--- Data Enclosed Below ---

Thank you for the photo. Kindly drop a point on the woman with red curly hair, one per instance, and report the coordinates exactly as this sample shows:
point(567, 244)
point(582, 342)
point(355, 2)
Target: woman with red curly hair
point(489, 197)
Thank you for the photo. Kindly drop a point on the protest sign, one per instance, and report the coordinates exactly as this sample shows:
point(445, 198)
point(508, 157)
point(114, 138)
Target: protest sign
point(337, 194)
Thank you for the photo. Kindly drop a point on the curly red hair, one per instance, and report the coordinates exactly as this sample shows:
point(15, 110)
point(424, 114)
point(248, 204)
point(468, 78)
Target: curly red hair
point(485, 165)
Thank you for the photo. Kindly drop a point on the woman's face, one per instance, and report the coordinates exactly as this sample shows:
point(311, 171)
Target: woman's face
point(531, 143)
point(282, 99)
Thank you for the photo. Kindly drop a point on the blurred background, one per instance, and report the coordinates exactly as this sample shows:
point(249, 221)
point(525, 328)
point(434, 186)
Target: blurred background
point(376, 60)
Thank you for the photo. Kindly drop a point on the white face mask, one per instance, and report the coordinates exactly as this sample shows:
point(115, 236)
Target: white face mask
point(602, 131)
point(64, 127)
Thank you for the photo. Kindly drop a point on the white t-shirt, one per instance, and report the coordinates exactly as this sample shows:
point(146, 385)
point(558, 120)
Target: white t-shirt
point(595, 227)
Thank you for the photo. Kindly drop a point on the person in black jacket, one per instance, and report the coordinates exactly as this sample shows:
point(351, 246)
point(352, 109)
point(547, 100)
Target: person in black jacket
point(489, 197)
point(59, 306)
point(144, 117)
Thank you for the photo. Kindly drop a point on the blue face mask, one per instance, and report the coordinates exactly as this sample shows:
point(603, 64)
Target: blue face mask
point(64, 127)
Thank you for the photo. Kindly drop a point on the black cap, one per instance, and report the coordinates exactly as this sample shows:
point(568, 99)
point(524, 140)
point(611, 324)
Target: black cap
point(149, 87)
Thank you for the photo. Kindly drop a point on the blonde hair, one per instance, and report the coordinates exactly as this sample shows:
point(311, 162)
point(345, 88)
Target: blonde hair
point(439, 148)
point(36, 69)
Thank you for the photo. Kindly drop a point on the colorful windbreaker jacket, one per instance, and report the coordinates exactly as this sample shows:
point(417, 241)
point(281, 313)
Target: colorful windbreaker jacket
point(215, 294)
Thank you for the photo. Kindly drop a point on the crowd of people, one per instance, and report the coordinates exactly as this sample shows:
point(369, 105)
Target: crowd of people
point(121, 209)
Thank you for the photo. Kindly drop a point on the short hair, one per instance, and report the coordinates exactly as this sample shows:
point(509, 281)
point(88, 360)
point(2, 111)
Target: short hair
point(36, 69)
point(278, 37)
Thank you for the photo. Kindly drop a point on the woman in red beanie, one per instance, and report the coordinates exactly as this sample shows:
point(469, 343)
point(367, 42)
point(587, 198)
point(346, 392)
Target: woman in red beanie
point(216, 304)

--- End of Enclosed Data ---
--- Data Enclosed Below ---

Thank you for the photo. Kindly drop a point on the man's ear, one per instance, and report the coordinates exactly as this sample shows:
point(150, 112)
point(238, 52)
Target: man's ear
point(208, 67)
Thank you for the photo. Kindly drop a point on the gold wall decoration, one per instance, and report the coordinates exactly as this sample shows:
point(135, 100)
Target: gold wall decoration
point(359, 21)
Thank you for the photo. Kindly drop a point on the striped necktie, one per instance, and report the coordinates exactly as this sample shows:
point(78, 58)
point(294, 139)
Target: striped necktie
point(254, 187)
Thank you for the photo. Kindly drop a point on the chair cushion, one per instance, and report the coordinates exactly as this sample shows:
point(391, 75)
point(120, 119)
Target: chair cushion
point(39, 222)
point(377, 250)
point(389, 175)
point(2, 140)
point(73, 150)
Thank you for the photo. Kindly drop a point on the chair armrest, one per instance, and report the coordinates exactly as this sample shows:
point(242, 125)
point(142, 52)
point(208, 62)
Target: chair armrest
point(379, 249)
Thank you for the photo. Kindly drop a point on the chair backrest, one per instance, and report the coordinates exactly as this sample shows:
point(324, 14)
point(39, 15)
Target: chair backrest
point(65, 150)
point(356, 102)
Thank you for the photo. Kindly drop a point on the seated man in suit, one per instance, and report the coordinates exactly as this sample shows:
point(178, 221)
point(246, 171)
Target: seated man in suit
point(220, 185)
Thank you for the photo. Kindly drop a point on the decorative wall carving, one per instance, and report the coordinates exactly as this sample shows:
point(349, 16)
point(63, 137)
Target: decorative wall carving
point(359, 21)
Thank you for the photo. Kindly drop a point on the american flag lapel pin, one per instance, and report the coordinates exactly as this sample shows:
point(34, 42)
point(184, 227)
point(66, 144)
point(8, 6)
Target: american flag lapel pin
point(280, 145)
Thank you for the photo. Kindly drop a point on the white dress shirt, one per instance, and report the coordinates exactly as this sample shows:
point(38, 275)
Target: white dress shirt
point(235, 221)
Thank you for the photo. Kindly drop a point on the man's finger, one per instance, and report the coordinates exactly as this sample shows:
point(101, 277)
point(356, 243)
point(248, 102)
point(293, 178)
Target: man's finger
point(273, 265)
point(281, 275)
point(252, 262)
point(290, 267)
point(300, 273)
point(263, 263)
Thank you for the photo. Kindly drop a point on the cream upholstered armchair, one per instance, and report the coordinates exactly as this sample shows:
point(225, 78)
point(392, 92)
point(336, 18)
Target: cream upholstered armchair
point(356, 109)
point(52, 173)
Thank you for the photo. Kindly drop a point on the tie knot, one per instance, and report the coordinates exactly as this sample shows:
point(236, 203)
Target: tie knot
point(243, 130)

--- End of Enclosed Data ---
--- Data Enclosed Below ---

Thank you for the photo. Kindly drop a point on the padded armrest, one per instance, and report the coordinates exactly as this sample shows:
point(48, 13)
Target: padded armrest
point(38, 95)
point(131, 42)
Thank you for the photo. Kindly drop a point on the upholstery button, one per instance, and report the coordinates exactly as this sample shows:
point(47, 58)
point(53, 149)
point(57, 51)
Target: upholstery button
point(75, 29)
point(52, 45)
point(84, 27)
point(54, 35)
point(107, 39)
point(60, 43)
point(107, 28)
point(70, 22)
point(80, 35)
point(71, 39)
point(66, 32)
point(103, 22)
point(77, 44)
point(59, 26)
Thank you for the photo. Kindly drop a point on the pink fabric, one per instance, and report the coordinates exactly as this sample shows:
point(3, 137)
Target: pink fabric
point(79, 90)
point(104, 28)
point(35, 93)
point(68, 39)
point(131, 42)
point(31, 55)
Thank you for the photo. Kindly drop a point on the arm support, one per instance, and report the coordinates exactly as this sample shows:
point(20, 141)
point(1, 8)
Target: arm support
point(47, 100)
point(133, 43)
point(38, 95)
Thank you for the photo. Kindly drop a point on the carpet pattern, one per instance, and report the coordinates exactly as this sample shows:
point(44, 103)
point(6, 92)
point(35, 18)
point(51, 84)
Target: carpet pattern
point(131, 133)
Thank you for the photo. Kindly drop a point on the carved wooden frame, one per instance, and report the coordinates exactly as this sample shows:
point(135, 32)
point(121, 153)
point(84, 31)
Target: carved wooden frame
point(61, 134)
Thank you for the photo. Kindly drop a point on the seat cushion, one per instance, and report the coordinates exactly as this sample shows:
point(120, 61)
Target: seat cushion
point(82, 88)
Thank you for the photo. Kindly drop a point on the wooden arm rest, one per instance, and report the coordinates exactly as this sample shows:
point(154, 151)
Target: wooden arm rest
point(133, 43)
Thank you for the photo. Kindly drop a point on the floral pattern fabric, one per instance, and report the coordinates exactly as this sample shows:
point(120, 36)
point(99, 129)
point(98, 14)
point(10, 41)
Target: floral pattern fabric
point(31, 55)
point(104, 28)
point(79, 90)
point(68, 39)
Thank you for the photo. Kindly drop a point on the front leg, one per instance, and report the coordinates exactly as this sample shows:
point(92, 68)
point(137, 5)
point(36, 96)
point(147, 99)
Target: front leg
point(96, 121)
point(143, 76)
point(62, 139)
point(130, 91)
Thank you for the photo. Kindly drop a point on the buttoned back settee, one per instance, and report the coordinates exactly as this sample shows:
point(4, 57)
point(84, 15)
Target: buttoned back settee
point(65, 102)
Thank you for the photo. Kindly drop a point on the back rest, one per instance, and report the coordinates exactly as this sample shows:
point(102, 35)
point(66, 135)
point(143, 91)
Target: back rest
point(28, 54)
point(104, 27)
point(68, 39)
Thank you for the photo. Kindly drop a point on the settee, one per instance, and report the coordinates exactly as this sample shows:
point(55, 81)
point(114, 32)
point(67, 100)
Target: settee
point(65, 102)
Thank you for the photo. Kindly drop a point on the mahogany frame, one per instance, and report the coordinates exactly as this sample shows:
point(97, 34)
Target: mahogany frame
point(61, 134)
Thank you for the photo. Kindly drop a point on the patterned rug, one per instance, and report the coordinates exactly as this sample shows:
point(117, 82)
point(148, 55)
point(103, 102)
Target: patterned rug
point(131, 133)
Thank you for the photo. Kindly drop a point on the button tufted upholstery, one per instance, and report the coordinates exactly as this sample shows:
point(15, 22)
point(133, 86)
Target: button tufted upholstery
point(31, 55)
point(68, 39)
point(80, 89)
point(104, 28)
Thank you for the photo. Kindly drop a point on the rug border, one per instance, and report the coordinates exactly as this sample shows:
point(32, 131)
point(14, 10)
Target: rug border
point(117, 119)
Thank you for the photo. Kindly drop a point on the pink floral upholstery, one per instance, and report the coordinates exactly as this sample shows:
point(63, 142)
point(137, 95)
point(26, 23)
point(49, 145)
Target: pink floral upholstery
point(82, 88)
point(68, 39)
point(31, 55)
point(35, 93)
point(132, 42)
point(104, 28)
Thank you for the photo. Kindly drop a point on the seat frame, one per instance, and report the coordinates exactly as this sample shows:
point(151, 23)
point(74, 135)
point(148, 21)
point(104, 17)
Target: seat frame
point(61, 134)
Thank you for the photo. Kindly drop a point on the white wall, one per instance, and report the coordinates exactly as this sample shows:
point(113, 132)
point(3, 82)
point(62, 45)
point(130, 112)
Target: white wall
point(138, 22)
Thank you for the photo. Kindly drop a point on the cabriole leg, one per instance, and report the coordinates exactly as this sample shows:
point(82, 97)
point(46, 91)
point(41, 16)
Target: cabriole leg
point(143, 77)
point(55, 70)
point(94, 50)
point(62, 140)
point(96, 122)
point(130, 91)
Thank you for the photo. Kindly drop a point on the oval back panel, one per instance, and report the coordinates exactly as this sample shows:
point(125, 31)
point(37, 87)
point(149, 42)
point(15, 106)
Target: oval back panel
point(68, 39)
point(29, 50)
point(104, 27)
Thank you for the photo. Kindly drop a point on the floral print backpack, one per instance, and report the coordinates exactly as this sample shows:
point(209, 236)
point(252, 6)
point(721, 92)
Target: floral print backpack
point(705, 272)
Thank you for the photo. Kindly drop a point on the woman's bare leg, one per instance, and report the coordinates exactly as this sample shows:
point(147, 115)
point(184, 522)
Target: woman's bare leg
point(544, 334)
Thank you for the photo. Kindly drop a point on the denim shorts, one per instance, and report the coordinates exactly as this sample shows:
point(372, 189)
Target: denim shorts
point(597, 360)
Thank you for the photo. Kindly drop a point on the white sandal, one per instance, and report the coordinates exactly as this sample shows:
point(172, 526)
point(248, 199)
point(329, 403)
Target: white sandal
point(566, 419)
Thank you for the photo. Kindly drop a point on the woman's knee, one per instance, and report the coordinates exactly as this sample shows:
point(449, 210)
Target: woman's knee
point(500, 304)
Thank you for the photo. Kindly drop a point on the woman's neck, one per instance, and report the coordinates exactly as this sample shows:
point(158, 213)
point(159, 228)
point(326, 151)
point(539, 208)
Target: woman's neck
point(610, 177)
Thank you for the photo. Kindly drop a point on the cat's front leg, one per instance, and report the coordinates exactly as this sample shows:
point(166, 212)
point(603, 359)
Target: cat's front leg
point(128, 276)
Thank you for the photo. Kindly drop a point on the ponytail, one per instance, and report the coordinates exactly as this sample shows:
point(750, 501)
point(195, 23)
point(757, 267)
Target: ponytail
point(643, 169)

--- End of Enclosed Data ---

» What you have to do: Write down exactly the span of lines above from the one containing "point(84, 31)" to the one containing "point(4, 57)", both ends included.

» Answer to the exercise:
point(84, 31)
Target: carved wooden frame
point(61, 134)
Thank you for the photo. Kindly drop a point on the seat cushion, one per instance, and report the coordinates exactly as this sample shows:
point(120, 61)
Target: seat cushion
point(82, 88)
Thank you for the photo. Kindly drop a point on the wooden arm rest, one per instance, and report the coordinates exactly as this sample shows:
point(154, 151)
Target: wooden arm rest
point(133, 43)
Thank you for the photo. Kindly drop a point on the floral pattern fabric, one per instance, and report the coordinates exactly as this sample shows:
point(120, 36)
point(99, 129)
point(98, 14)
point(10, 41)
Target: floral pattern fabric
point(31, 55)
point(104, 28)
point(79, 90)
point(68, 39)
Thank you for the photo. Kindly drop a point on the front leg, one per instance, and report the coordinates exactly as this sample shows:
point(92, 68)
point(137, 5)
point(36, 96)
point(147, 99)
Target: front leg
point(96, 121)
point(143, 76)
point(62, 139)
point(130, 91)
Thank you for the photo. Kindly drop a point on the buttoned back settee, one per instance, and report the coordinates exactly as this sample shows:
point(4, 57)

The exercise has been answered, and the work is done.